What you need to do
Reproduce all of the following lines without any changes.

+++ Entries provided

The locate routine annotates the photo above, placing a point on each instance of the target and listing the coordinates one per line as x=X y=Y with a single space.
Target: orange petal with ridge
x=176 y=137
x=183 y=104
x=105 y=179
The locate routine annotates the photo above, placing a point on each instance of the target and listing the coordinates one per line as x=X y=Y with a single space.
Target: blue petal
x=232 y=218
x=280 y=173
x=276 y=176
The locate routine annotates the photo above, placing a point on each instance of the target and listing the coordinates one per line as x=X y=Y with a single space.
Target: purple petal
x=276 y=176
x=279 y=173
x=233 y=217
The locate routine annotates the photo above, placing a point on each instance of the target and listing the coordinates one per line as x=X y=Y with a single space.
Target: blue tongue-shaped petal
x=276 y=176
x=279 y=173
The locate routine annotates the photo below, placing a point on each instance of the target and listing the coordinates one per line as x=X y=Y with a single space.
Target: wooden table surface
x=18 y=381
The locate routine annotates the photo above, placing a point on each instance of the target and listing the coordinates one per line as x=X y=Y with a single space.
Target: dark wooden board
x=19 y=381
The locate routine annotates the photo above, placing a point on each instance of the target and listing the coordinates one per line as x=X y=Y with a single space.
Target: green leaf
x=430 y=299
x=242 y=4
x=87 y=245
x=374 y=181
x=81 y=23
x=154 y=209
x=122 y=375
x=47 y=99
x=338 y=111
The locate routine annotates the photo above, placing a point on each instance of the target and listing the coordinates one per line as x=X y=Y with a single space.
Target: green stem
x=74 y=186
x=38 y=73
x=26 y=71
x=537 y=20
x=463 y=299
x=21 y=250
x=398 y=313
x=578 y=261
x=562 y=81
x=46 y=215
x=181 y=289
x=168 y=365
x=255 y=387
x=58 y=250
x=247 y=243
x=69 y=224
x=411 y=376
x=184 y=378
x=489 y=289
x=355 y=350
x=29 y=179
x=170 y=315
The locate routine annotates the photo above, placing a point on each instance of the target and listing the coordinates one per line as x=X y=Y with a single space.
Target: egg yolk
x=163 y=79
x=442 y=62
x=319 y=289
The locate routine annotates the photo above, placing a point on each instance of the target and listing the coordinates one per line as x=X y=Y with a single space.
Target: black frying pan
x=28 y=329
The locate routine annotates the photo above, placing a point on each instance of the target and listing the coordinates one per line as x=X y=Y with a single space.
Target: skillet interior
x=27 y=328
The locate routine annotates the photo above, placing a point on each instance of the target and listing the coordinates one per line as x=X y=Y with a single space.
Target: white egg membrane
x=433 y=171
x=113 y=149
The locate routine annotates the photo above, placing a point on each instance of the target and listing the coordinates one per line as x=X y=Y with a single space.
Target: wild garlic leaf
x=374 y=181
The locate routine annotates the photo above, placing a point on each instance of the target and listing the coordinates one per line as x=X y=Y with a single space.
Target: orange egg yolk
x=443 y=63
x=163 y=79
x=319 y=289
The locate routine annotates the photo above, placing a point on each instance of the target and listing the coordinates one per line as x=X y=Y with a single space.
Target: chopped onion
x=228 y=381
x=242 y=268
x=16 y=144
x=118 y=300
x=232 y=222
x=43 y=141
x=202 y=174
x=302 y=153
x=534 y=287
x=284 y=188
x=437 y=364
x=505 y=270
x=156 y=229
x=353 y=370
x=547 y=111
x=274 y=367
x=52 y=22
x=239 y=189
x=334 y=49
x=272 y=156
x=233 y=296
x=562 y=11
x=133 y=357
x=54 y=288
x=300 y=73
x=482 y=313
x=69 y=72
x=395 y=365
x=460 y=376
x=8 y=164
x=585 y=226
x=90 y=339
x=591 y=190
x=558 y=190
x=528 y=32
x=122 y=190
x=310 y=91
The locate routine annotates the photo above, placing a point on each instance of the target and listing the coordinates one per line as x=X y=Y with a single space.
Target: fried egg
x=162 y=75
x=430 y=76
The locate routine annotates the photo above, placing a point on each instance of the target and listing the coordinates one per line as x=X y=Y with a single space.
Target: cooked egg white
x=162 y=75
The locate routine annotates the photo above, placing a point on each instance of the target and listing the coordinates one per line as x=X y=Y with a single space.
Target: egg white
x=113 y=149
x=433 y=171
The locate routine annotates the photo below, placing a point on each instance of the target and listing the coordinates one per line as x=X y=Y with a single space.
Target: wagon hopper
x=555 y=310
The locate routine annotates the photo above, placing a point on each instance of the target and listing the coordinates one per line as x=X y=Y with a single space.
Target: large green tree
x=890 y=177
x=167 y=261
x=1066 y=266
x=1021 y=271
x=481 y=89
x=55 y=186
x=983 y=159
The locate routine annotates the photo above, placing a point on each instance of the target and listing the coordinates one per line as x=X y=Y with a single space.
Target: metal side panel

++++++

Response to the task
The locate routine annotates the photo above, placing a point on each instance of the target and listing the coordinates one per line as x=X y=Y with a single space.
Target: orange petal with ridge
x=176 y=137
x=183 y=104
x=105 y=179
The locate routine annotates the photo above, placing a point on each instance of the target and listing the coordinates one per line as x=X y=Y with a single space.
Target: blue petal
x=232 y=218
x=280 y=173
x=276 y=176
The locate routine annotates the photo above, placing a point on each instance of the target and listing the coordinates one per line as x=X y=Y with a single space.
Target: purple petal
x=276 y=176
x=279 y=173
x=233 y=217
The locate routine annotates the photo above, placing a point on each instance of the target and listing the coordinates one per line as x=X y=Y with a single space.
Target: blue tongue-shaped petal
x=276 y=176
x=279 y=173
The locate routine annotates the photo below, placing a point on each instance of the target and listing the coordinates one per line as x=X y=Y with a single space.
Target: wooden table surface
x=18 y=381
The locate routine annotates the photo above, placing a point on each instance of the target and listing the coordinates one per line as x=X y=Y with a single space.
Target: dark wooden board
x=19 y=381
The locate routine annotates the photo above, placing a point on each instance of the target and listing the coordinates one per line as x=X y=Y with a single space.
Target: green leaf
x=430 y=299
x=242 y=4
x=87 y=245
x=374 y=181
x=81 y=23
x=154 y=209
x=122 y=375
x=47 y=99
x=338 y=111
The locate routine annotates the photo above, placing a point on each instance of the target and listing the coordinates one per line as x=X y=Y with a single space.
Target: green stem
x=74 y=186
x=38 y=73
x=26 y=71
x=537 y=20
x=463 y=299
x=21 y=250
x=398 y=313
x=578 y=261
x=562 y=81
x=46 y=215
x=181 y=289
x=168 y=365
x=255 y=387
x=58 y=250
x=247 y=243
x=69 y=224
x=411 y=376
x=184 y=378
x=489 y=289
x=355 y=350
x=29 y=179
x=170 y=315
The locate routine annotates the photo above, placing a point on each instance of the target and listing the coordinates one per line as x=X y=Y with a single space.
Target: egg yolk
x=163 y=79
x=442 y=62
x=319 y=289
The locate routine annotates the photo above, placing a point on each instance of the target and listing the coordinates one per line as x=X y=Y with a single space.
Target: black frying pan
x=28 y=329
The locate routine annotates the photo above, placing a point on each instance of the target and listing the coordinates one per line as x=X y=Y with a single space.
Target: skillet interior
x=27 y=328
The locate routine annotates the photo above, placing a point on each instance of the target and listing the coordinates one per line as x=X y=Y with a single space.
Target: white egg membrane
x=433 y=171
x=113 y=149
The locate routine annotates the photo above, placing a point on each instance of the target and listing the coordinates one per line as x=X y=Y with a single space.
Target: wild garlic leaf
x=374 y=181
The locate routine annotates the photo above, placing a point on each instance of the target and listing the coordinates one per line as x=X y=Y with a single space.
Target: orange egg yolk
x=443 y=63
x=163 y=79
x=319 y=289
The locate routine annotates the photo above, placing a point on each instance of the target and listing the coordinates one per line as x=X y=Y with a single space.
Target: chopped onion
x=228 y=381
x=242 y=268
x=16 y=144
x=118 y=300
x=232 y=222
x=43 y=141
x=202 y=174
x=302 y=153
x=534 y=287
x=284 y=188
x=437 y=364
x=505 y=270
x=156 y=229
x=353 y=370
x=547 y=111
x=274 y=367
x=52 y=22
x=239 y=189
x=334 y=49
x=272 y=156
x=233 y=296
x=562 y=11
x=133 y=357
x=54 y=288
x=300 y=73
x=482 y=313
x=69 y=72
x=395 y=365
x=460 y=376
x=8 y=164
x=585 y=226
x=90 y=339
x=591 y=190
x=558 y=190
x=528 y=32
x=122 y=190
x=310 y=91
The locate routine annotates the photo above, placing a point on each instance of the target and listing the coordinates one per line as x=X y=Y with a single space.
Target: fried egg
x=162 y=75
x=430 y=76
The locate routine annotates the photo above, placing a point on each instance of the target and listing the coordinates one per line as x=X y=Y with a single space.
Target: cooked egg white
x=162 y=75
The locate routine annotates the photo above, placing a point on each instance of the target and listing the coordinates one per line as x=X y=Y with a single space.
Target: egg white
x=113 y=149
x=433 y=171
The locate routine annotates the photo below, placing a point on each instance of the target and listing the coordinates one per line as x=X y=Y with a single space.
Target: wagon hopper
x=555 y=310
The locate routine annotates the photo above, placing a point on each instance of the target and listing the coordinates one per line as x=X y=Y with a single space.
Target: large green tree
x=890 y=177
x=167 y=261
x=1066 y=266
x=1021 y=271
x=481 y=89
x=55 y=186
x=983 y=159
The locate routine annotates the photo above, placing a point on each instance of the target and listing the coordinates one per line as x=X y=Y with a single space.
Target: metal side panel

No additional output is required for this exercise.